### Information supplied

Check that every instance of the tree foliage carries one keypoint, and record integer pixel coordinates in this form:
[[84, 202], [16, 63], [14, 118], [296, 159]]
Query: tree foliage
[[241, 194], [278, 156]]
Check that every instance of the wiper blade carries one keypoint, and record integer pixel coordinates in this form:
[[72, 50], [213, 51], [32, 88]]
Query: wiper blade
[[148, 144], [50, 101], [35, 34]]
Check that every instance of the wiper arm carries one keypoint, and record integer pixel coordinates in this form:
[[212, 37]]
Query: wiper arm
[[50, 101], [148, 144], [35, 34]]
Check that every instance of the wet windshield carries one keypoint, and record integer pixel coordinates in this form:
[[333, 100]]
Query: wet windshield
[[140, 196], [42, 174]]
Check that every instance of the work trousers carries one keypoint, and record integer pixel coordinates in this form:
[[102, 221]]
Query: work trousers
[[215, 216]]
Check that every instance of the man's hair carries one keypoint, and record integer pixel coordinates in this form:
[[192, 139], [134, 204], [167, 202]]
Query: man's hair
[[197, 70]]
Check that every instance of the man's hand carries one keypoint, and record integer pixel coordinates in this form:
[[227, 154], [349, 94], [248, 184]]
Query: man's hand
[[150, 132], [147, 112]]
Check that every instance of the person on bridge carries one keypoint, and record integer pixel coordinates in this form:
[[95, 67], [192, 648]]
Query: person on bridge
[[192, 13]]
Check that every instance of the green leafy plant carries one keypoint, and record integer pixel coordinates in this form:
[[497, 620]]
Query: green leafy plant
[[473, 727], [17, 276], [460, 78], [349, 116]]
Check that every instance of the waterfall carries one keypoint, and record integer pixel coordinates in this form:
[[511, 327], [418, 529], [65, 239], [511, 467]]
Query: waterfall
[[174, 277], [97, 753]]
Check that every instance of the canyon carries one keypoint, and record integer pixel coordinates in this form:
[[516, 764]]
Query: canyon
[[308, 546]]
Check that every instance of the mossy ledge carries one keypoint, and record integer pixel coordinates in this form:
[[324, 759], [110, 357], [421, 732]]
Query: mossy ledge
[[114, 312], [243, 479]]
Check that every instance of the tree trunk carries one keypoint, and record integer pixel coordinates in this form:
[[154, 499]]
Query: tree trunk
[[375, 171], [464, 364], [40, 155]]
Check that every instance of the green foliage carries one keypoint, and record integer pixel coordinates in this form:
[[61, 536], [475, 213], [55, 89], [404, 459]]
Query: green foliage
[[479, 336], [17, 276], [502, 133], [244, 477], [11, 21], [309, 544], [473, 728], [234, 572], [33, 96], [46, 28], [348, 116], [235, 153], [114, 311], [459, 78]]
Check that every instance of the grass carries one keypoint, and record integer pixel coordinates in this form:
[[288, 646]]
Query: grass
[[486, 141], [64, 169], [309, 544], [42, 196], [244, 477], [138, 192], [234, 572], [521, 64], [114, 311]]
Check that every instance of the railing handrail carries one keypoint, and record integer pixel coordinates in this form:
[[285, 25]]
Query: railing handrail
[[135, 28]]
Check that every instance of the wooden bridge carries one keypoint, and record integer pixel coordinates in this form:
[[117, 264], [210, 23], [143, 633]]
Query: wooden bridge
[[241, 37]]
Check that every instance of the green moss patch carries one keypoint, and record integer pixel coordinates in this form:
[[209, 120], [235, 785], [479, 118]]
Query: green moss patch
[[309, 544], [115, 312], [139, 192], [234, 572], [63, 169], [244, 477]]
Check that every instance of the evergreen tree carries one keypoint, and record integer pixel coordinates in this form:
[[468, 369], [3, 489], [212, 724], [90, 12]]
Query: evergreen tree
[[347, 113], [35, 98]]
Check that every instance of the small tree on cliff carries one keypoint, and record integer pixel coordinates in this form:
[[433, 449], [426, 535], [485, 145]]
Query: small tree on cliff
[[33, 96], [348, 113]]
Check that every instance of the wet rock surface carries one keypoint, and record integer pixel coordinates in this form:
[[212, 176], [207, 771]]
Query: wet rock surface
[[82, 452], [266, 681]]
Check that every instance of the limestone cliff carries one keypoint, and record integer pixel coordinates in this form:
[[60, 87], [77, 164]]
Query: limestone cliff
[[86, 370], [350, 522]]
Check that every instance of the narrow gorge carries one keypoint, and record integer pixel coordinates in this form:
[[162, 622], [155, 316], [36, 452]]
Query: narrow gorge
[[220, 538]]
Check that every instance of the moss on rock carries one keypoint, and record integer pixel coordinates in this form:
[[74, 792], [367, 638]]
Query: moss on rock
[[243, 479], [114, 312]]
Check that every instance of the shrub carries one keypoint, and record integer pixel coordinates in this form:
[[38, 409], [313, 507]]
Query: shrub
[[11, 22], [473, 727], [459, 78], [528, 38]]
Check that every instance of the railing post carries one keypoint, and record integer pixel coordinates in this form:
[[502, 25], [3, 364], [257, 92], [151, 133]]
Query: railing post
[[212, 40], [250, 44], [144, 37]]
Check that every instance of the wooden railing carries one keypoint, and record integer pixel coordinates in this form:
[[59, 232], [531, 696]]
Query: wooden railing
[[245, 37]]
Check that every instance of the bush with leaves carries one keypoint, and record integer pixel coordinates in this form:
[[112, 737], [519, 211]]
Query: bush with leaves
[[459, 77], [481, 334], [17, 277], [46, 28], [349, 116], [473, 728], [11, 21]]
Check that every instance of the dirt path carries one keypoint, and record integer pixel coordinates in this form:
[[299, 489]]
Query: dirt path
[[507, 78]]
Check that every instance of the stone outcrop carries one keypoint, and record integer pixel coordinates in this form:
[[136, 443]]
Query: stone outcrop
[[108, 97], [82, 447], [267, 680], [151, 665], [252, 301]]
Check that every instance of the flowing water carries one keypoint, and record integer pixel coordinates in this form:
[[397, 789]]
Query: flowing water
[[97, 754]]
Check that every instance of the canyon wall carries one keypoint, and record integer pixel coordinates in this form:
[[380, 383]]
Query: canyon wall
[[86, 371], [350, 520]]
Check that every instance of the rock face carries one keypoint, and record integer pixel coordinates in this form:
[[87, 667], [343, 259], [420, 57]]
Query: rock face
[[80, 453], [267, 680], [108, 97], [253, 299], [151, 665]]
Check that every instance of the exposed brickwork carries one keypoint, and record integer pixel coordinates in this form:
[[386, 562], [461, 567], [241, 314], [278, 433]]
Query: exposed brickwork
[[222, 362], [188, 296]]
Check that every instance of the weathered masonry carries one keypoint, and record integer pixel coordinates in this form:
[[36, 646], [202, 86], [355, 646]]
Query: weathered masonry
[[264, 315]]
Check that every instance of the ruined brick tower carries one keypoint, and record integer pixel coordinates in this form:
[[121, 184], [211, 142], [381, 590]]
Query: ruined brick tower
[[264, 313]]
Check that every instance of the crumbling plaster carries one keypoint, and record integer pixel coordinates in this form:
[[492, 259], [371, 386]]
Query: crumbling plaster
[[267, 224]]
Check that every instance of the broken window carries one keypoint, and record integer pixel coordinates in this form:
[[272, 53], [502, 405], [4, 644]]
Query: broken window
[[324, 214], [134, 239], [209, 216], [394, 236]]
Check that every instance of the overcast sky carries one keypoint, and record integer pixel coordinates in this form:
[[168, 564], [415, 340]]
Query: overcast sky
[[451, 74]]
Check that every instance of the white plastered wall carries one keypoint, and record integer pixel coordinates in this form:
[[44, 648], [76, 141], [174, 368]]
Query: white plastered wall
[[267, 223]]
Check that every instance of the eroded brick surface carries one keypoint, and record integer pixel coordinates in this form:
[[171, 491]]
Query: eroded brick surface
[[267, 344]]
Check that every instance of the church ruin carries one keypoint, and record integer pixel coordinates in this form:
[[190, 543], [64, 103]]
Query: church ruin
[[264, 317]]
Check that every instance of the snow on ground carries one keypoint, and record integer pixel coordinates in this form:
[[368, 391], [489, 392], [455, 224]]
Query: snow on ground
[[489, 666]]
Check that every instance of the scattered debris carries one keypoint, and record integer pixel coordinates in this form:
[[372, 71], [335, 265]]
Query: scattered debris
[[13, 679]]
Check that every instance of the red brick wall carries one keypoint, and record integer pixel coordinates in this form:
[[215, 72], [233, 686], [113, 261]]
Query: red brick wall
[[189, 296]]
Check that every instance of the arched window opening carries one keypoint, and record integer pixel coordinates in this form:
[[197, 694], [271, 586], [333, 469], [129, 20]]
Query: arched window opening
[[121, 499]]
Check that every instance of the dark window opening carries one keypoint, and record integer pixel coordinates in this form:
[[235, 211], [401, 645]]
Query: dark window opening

######

_Work to be completed_:
Beginning at the top of the data, please return every line until and including the line containing "[[227, 154], [349, 94], [248, 184]]", copied exactly, and nothing past it.

_Result for this exercise_:
Check that every instance of the tree foliage carries one keypoint, and record integer pixel coordinates in this form:
[[84, 202], [16, 63], [14, 118], [296, 159]]
Query: tree foliage
[[241, 194], [278, 156]]
Check that every instance of the wiper blade carries one keypoint, and record integer pixel coordinates in this form:
[[72, 50], [213, 51], [32, 88]]
Query: wiper blade
[[148, 144], [50, 101], [35, 34]]
Check that every instance of the wiper arm carries one keypoint, and record integer pixel coordinates in this form:
[[212, 37]]
Query: wiper arm
[[50, 101], [148, 144], [35, 34]]
Check that every instance of the wet windshield carries one keypoint, and record integer pixel coordinates in this form:
[[333, 100]]
Query: wet windshield
[[140, 196], [42, 174]]
Check that every instance of the work trousers carries one keypoint, and record integer pixel coordinates in this form:
[[102, 221]]
Query: work trousers
[[215, 216]]
Check that every instance of the man's hair carries one keypoint, and record integer pixel coordinates in this form:
[[192, 139], [134, 204], [167, 202]]
Query: man's hair
[[197, 70]]
Check that every instance of the man's hand carries one keypoint, and record integer pixel coordinates in this form:
[[227, 154], [349, 94], [248, 184]]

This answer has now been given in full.